**ARTICLE:**
## Begin

What is your full name, title, and business name?
Tim McCord, President/ Owner, DāNite Sign Company
Give us a summary of your business in 200 words or less.
DāNiters make signage for Positive People doing Positive Things and we’ve been doing it since 1954! Anyone that needs a sign is doing something good, something positive. Often, they are starting a new business, rebranding their organization, expanding, or in any event they are investing in their business. The signs we design, build, install and service are tangible 3d representations of the branding of the organization. As visual people, we like to index emotions to visual impressions. That is why signage is so important and why it works for our clients as they seek to build a franchise, bring in new customers and keep existing customers. After a good experience, customers index the image of the signage in their minds and when they see the sign again, back comes the positive feelings of attraction toward the business. Yes, we make signs, but what we seek to do is help our clients grow through signage that is worthy of their mission!
How did the idea for your business come about?
DāNite Sign Company has been designing, building, installing and servicing signage since it’s inception in 1954. Although it is not clear as to how the idea for the business came about, there were many businesses being started in the years after WWII. At that time the demand for electronic signage was big as the economy was expanding and every business owner was looking for an advantage in promoting their brands and products.
What was the turning point for your business? Was there a moment you knew you had something special?
It was in 2007 that I stepped in as owner of DāNite Sign Company. At that time, the business was in decline and it was a bit of a gamble to get involved. In fact, the owner had not taken a salary in over a year. Even with that I felt that the potential impact a business like DāNite could make was just too big to pass up. Then, about 18 months later in the fall of 2008, the economy took a sharp turn as capital markets began to freeze. This hit a client, that owed DāNite a significant amount, hard and the client’s business was shut down without warning. My concerns went to cash flow and ability to service debt and make payroll. I knew that my suppliers and lender needed to know the situation. After reaching out to them, I was relieved. I found that there was great support for our mission and belief that, even in a setback, we would pull it off. And with their support, we have.
What does it mean to you to be an entrepreneur and business owner?

## End

**GOAL 1:** Reproduce the interview verbatim, starting at "What is your" up to and including "words or less.".
**GOAL 2:**
Answer these questions using the interview:
(a) In what year did DāNite Sign Company begin?
(b) In what year did Tim McCord step in as owner?
(c) How long had the previous owner gone without taking a salary?

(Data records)

## Begin

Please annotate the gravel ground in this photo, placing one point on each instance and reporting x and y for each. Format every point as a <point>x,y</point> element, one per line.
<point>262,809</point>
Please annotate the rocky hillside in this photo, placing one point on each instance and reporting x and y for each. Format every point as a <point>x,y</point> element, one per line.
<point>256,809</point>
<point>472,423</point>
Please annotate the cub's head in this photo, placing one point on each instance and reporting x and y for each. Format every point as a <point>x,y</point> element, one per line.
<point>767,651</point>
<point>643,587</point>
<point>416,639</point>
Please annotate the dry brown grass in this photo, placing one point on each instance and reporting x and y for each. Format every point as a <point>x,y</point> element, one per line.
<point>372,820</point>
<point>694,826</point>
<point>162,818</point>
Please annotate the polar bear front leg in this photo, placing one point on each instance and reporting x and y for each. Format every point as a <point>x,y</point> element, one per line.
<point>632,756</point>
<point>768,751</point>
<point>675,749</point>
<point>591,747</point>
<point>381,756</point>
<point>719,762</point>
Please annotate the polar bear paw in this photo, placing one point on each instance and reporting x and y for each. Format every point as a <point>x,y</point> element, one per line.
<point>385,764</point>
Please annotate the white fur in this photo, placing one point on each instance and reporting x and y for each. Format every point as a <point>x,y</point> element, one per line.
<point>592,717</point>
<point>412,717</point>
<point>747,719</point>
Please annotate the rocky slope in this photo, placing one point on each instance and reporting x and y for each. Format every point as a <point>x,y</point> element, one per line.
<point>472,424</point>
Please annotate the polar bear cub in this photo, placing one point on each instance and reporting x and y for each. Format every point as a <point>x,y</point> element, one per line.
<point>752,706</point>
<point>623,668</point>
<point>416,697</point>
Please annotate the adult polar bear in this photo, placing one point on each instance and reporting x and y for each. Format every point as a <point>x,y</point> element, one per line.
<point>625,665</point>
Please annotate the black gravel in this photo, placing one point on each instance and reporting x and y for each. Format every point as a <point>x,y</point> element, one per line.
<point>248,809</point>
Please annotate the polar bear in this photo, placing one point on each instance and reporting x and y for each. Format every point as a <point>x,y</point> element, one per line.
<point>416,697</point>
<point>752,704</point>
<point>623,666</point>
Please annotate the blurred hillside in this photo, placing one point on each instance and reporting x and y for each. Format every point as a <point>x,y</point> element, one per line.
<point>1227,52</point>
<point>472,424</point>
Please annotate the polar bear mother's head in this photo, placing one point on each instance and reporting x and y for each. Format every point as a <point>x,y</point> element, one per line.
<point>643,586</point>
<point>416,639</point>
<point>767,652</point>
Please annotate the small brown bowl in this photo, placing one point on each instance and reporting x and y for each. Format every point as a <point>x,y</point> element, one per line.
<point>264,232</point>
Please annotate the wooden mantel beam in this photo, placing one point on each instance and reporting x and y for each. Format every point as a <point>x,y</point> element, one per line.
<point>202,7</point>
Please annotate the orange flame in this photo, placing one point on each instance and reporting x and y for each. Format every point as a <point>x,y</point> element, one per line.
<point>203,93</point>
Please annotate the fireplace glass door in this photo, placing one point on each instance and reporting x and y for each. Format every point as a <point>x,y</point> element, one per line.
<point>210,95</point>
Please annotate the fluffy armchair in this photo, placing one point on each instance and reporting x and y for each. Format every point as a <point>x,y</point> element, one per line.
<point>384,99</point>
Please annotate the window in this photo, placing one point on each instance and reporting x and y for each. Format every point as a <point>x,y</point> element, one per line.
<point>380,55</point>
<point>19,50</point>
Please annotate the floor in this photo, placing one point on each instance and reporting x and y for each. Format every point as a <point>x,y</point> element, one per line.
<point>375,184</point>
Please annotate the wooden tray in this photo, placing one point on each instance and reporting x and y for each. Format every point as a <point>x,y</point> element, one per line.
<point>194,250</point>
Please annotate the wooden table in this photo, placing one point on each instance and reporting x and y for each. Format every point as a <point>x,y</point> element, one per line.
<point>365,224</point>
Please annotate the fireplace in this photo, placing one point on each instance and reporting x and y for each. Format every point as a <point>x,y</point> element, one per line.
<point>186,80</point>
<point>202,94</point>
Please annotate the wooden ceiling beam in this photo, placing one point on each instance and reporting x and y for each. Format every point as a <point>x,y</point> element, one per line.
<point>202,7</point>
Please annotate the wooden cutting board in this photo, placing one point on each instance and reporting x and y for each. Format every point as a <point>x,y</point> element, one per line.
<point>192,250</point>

## End

**WORKED SOLUTION 1:**
What is your full name, title, and business name?
Tim McCord, President/ Owner, DāNite Sign Company
Give us a summary of your business in 200 words or less.

**WORKED SOLUTION 2:**
(a) 1954
(b) 2007
(c) Over a year